Start of Extracted information
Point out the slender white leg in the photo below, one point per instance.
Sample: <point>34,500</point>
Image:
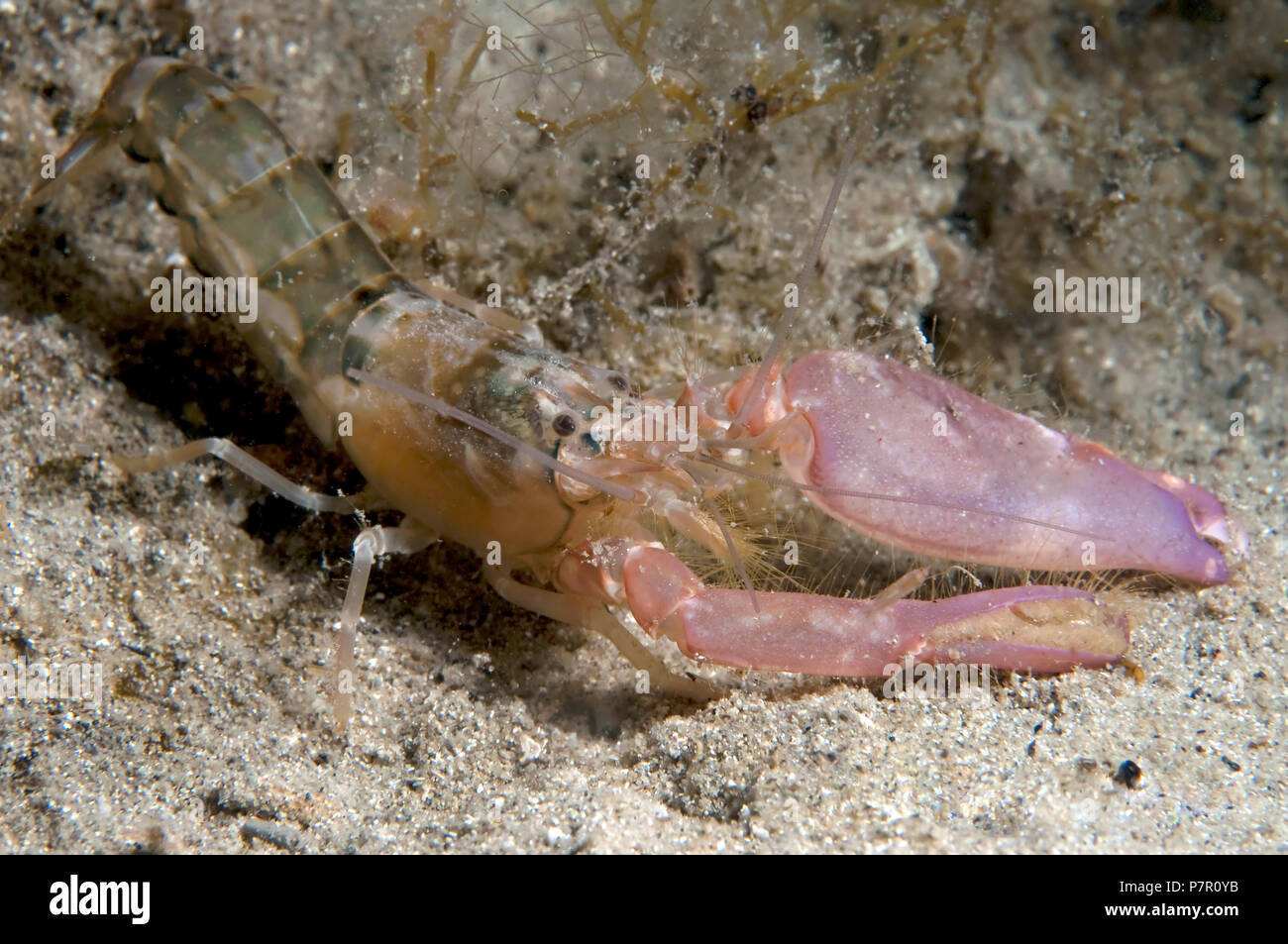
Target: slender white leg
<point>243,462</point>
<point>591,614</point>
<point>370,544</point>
End of Extracted information
Start of Extracted information
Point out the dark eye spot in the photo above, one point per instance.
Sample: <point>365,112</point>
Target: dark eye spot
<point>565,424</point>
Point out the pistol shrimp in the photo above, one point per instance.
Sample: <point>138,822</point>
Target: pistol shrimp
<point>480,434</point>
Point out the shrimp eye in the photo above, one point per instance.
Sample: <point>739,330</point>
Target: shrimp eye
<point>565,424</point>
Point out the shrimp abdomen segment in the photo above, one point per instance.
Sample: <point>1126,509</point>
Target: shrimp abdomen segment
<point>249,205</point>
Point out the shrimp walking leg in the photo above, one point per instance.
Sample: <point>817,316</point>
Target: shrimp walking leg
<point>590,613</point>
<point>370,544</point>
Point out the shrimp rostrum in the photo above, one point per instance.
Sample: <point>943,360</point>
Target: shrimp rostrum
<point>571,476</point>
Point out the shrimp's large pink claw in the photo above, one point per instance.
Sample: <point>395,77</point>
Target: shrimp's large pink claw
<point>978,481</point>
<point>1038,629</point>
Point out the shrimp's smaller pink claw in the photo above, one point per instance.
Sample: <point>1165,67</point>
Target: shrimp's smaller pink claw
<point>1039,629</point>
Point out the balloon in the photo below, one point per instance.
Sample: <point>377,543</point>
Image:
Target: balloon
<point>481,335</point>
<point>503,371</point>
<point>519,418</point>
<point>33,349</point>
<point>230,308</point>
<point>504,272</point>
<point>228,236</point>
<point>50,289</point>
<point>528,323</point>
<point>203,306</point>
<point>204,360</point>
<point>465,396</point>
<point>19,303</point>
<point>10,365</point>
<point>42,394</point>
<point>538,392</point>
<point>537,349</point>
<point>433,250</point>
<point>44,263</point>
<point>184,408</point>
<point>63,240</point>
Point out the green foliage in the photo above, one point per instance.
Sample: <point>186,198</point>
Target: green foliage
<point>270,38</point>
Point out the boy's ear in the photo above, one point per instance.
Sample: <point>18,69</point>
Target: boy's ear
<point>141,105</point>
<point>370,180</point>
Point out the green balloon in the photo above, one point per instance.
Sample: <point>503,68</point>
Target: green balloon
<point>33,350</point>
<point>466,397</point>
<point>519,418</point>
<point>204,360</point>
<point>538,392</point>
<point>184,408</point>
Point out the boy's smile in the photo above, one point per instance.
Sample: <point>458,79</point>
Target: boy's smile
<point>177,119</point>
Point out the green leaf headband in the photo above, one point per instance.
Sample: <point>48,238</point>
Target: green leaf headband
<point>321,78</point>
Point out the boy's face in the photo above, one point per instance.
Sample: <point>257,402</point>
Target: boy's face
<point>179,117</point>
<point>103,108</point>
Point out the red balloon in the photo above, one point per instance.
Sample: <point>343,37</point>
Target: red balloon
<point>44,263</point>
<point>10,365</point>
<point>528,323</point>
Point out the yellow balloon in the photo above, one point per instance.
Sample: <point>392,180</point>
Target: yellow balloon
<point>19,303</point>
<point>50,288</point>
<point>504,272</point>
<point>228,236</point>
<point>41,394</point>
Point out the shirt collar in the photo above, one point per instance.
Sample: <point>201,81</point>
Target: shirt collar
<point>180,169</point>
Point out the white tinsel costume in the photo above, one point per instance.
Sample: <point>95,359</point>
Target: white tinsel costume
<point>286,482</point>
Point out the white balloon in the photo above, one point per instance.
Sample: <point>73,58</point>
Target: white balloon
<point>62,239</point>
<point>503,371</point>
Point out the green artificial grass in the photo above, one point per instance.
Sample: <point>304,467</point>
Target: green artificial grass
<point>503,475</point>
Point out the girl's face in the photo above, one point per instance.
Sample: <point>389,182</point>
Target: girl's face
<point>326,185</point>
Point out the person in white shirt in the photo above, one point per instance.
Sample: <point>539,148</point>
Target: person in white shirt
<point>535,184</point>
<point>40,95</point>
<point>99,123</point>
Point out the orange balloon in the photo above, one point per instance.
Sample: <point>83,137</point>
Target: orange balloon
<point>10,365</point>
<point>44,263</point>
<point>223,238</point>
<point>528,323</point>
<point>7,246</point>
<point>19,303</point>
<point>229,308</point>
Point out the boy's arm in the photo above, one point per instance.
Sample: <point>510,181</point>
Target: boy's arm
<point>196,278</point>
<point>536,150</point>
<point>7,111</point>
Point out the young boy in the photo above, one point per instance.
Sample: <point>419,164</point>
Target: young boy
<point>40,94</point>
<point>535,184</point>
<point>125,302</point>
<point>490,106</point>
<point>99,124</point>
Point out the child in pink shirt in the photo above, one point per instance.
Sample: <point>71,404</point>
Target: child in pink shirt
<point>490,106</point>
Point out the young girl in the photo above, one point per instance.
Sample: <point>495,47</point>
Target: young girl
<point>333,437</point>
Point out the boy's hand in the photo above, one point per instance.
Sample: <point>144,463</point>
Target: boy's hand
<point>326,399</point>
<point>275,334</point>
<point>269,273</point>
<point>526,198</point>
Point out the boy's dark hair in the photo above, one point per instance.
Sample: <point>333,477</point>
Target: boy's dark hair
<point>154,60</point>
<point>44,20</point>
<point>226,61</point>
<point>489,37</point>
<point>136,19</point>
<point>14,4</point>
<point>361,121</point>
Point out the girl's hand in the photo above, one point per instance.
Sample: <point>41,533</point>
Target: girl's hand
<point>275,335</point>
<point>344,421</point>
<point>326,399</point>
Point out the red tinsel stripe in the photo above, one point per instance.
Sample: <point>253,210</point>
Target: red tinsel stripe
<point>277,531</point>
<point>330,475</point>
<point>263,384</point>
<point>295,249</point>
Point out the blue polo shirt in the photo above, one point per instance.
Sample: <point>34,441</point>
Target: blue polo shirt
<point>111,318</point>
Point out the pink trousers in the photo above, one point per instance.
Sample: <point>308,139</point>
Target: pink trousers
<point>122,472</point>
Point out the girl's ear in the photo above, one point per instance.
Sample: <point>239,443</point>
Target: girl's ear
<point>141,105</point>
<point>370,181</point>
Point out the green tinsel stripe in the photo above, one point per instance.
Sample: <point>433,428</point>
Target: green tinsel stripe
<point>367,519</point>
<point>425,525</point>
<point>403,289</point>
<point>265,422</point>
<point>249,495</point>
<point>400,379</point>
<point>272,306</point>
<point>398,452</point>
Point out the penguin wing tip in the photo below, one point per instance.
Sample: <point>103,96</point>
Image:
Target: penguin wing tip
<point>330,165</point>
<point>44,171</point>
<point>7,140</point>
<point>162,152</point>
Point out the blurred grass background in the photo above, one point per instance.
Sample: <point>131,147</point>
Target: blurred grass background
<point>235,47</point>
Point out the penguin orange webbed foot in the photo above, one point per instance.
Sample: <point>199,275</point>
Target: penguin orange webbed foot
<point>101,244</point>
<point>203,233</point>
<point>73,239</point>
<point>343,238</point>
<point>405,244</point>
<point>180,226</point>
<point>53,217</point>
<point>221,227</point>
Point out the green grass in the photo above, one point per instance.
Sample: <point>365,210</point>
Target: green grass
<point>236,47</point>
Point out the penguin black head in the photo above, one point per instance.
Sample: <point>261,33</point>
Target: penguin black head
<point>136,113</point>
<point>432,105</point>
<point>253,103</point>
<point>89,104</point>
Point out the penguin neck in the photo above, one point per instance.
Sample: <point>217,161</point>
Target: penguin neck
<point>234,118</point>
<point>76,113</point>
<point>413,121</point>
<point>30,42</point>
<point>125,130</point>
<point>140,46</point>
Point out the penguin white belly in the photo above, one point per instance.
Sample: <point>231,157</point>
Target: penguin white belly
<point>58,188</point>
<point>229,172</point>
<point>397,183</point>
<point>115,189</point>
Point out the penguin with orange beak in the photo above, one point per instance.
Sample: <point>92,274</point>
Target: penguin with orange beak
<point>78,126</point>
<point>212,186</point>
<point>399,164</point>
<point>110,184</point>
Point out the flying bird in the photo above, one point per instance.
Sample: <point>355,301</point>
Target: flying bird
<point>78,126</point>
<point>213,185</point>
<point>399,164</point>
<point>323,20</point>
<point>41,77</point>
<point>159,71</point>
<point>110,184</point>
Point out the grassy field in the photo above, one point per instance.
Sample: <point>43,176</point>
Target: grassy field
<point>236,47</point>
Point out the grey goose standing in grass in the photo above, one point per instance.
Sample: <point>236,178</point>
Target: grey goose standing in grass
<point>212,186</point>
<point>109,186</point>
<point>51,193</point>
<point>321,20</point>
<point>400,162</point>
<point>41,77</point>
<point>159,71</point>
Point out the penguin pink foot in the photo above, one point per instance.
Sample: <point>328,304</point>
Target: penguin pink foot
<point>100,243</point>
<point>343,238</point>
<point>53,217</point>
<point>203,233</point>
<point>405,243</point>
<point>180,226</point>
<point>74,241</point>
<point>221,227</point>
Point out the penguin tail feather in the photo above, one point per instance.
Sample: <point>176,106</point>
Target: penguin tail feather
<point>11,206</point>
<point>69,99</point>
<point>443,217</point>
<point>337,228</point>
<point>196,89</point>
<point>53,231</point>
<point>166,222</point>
End of Extracted information
Start of Extracted information
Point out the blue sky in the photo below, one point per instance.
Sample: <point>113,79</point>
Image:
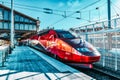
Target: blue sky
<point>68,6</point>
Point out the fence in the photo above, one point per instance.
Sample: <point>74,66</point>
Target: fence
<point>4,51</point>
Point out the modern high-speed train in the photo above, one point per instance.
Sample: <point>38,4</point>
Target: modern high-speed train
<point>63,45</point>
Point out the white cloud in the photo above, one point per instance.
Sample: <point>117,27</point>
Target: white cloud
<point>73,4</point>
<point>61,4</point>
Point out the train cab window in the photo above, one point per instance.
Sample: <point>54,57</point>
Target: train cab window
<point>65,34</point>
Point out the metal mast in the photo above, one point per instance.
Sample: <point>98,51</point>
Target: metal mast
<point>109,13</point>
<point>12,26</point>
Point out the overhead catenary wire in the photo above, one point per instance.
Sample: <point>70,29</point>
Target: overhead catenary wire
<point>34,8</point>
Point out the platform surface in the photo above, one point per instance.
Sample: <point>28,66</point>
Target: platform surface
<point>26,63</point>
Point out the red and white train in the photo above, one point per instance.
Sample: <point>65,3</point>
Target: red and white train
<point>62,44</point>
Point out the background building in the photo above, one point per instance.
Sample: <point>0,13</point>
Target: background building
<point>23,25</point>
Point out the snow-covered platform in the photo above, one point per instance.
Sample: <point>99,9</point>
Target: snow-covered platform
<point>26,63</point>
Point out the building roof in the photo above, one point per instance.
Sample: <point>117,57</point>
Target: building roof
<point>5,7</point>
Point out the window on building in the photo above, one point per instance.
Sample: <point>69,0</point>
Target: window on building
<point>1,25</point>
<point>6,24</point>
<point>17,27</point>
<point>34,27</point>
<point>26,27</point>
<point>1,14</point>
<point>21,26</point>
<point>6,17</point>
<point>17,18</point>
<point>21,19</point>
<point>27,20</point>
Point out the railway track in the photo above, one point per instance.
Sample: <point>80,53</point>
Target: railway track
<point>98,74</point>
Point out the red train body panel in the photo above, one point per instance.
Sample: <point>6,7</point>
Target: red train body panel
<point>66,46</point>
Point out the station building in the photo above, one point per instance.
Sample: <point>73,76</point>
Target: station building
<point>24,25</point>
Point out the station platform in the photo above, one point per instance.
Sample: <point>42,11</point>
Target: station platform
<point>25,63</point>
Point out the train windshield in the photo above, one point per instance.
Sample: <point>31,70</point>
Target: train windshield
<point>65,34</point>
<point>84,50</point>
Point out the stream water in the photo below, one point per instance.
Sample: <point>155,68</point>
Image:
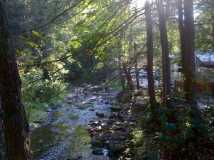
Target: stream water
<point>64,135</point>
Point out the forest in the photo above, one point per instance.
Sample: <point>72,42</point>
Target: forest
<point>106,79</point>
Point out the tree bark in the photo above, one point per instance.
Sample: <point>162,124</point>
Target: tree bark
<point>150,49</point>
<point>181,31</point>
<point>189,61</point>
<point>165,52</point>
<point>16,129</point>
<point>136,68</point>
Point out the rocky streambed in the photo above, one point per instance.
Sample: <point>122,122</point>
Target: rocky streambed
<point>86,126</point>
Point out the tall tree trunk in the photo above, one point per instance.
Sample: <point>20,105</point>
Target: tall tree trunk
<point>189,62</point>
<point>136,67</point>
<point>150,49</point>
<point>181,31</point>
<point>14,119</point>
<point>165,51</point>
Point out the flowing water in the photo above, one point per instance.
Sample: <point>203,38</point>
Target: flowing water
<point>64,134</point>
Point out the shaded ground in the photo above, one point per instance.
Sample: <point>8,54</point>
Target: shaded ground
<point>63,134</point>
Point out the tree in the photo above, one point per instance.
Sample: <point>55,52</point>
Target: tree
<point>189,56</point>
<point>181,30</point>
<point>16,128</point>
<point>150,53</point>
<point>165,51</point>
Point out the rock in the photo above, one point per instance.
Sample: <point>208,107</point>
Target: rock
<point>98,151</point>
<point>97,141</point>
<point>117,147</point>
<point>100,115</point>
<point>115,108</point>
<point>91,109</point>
End of Extracted information
» **Work item**
In the records above, find the line with "Point out the pink"; write out exactly that line and each one after it, stopping after the line with "Point out the green tinsel".

» **Response area**
Point out the pink trousers in the photo above, one point per instance.
Sample: <point>308,139</point>
Target: pink trousers
<point>122,472</point>
Point out the girl's ear in the photo above, one point per instance.
Sample: <point>239,443</point>
Target: girl's ear
<point>141,105</point>
<point>370,181</point>
Point out the green tinsel stripe in the photo above, one point per instance.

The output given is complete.